# ACTION ITEM:
Say how many of the lines below include the word "trousers". Only the number should be given.

Collected data:
╔══
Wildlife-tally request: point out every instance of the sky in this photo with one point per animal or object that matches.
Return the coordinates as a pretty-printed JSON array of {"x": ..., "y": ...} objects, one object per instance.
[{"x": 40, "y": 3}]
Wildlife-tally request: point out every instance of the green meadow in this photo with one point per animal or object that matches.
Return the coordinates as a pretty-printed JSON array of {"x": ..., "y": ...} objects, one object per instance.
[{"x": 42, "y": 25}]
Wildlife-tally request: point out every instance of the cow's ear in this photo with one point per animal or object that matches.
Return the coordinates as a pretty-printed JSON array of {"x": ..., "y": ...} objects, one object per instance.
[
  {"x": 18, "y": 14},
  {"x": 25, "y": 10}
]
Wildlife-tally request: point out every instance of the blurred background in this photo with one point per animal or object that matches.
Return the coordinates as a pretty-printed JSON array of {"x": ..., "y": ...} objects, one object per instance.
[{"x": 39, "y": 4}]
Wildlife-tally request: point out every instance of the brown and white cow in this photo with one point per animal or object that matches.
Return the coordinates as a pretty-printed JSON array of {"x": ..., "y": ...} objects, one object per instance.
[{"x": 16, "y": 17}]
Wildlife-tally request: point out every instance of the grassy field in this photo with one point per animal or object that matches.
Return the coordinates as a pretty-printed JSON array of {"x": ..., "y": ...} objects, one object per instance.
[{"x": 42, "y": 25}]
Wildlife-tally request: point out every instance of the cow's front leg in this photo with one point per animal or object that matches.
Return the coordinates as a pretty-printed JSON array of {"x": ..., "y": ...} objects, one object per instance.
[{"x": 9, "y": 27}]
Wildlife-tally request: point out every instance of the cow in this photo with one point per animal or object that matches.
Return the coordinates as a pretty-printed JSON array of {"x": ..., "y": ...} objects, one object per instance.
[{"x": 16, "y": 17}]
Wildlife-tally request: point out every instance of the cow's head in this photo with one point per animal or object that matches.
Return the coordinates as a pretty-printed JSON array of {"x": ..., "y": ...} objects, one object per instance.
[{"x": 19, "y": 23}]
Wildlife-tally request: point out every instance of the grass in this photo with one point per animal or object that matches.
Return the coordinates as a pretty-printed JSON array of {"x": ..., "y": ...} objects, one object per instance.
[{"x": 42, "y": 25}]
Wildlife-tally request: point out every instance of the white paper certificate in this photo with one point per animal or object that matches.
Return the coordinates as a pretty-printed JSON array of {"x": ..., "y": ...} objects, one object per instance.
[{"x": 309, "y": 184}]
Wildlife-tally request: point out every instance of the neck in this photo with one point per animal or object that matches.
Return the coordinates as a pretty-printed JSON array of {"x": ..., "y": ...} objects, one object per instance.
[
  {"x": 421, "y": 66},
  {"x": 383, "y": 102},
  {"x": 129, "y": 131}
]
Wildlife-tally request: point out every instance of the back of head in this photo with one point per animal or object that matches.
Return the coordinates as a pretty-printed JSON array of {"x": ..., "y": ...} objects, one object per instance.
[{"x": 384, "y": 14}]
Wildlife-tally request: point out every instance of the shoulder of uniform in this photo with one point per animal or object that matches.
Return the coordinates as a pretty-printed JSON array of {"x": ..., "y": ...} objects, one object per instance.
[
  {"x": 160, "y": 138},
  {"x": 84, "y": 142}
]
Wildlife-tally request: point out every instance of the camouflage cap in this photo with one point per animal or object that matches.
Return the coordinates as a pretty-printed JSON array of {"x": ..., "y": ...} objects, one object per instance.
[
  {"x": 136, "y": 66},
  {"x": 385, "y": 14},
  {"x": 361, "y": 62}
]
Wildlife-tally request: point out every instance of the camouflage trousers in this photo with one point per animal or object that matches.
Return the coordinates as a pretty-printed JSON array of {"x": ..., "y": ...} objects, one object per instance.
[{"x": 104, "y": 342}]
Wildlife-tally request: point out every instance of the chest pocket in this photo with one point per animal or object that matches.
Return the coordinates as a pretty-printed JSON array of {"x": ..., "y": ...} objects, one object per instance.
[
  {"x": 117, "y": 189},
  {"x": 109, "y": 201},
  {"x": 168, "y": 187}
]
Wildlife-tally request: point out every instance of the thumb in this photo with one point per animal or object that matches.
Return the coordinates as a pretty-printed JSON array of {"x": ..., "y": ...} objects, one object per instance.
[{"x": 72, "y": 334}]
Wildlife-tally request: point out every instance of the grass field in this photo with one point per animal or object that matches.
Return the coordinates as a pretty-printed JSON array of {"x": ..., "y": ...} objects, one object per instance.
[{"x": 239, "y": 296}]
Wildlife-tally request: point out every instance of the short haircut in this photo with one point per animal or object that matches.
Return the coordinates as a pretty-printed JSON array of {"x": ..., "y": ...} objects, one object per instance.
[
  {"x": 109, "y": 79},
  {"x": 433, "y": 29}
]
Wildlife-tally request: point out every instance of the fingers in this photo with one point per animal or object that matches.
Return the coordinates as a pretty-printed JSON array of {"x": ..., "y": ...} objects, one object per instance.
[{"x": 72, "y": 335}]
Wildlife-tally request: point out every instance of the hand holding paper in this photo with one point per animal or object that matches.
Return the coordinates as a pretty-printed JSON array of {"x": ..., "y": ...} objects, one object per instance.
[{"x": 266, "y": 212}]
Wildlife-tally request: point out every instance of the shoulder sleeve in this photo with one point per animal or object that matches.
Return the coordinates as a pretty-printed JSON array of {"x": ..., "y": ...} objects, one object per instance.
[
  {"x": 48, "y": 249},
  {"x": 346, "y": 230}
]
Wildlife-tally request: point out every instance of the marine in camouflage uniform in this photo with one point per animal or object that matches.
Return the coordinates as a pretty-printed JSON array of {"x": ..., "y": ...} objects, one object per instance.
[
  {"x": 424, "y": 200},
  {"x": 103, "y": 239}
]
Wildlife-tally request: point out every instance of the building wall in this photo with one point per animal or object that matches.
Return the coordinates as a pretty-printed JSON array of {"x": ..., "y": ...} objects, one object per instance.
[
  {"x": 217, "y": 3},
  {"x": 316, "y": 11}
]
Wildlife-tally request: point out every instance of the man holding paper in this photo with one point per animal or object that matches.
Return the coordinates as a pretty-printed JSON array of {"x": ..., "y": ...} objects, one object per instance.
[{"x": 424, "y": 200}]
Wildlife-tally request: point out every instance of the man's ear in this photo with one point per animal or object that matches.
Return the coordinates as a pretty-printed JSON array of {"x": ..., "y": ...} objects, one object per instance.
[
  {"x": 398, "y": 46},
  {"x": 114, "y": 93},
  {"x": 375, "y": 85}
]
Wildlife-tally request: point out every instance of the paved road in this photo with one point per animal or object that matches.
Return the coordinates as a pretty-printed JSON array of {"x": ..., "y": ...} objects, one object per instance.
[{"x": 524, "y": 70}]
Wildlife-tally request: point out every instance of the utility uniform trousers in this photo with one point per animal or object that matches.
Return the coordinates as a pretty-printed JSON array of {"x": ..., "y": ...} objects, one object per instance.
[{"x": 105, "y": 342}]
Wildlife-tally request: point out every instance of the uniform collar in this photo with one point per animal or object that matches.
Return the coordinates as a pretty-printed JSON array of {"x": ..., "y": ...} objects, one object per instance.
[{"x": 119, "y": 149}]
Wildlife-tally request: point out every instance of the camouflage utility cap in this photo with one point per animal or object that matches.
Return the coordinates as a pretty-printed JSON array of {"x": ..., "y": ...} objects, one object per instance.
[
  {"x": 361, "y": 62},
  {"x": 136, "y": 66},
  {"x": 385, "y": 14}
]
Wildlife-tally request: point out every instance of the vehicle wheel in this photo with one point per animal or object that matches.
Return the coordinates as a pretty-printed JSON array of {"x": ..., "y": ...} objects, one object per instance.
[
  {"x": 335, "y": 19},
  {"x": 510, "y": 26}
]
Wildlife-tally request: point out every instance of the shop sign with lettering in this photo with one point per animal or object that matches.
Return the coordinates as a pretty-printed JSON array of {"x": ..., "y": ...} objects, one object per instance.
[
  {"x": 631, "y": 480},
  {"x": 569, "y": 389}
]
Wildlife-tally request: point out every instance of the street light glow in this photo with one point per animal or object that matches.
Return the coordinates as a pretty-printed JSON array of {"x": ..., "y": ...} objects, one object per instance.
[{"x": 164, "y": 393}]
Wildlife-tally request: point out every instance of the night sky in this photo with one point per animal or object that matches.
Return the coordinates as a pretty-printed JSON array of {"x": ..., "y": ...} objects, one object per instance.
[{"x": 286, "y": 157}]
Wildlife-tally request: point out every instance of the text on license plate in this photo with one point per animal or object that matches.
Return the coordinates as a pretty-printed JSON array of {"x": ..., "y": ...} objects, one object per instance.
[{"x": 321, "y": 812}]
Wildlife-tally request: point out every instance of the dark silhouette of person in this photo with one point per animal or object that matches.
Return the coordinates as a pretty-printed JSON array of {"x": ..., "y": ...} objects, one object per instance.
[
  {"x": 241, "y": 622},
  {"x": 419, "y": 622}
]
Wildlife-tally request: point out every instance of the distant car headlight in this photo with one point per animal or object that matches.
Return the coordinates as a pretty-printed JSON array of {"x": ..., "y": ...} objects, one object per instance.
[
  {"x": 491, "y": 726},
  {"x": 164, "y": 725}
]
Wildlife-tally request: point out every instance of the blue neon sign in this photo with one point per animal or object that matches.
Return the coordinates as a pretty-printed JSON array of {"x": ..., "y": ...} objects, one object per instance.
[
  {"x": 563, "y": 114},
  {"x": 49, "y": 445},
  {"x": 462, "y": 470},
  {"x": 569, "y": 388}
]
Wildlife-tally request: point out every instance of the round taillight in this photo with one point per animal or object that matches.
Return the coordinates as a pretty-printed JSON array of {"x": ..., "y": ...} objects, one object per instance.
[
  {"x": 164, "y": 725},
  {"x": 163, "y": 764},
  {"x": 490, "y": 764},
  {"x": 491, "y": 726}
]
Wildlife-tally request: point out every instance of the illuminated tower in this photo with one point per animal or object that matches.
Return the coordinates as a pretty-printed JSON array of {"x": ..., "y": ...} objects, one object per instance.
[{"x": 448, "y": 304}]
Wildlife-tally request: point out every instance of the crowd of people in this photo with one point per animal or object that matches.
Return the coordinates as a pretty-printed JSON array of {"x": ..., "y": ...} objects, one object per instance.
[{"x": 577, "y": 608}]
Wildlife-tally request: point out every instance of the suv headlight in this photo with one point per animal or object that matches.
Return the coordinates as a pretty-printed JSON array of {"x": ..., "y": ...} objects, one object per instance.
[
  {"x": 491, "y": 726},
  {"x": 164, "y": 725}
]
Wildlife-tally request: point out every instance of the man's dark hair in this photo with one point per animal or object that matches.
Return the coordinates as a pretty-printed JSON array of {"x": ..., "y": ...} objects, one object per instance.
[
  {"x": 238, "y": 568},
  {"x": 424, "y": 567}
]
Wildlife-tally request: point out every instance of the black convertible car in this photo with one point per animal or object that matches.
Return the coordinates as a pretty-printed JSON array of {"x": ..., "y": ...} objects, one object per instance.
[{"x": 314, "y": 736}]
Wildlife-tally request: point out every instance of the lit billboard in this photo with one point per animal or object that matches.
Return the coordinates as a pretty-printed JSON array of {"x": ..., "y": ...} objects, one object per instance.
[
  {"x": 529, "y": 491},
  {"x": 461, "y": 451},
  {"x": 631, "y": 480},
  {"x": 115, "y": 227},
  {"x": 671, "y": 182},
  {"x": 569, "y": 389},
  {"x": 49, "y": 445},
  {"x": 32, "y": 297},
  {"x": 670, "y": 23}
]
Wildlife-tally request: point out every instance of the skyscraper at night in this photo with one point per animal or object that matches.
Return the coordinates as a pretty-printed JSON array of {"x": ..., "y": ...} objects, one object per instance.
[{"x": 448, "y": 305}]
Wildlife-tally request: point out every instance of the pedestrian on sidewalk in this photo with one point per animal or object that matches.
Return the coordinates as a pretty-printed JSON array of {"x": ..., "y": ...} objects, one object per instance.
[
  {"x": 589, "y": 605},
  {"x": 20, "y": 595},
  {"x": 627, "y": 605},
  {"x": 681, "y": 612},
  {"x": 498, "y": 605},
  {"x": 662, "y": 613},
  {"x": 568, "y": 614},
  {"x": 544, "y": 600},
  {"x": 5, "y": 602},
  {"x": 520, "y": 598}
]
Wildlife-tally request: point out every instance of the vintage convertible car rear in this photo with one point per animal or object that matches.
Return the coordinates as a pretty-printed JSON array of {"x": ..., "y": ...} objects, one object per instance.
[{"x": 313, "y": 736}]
╚══
# REPLY TO THE EXERCISE:
2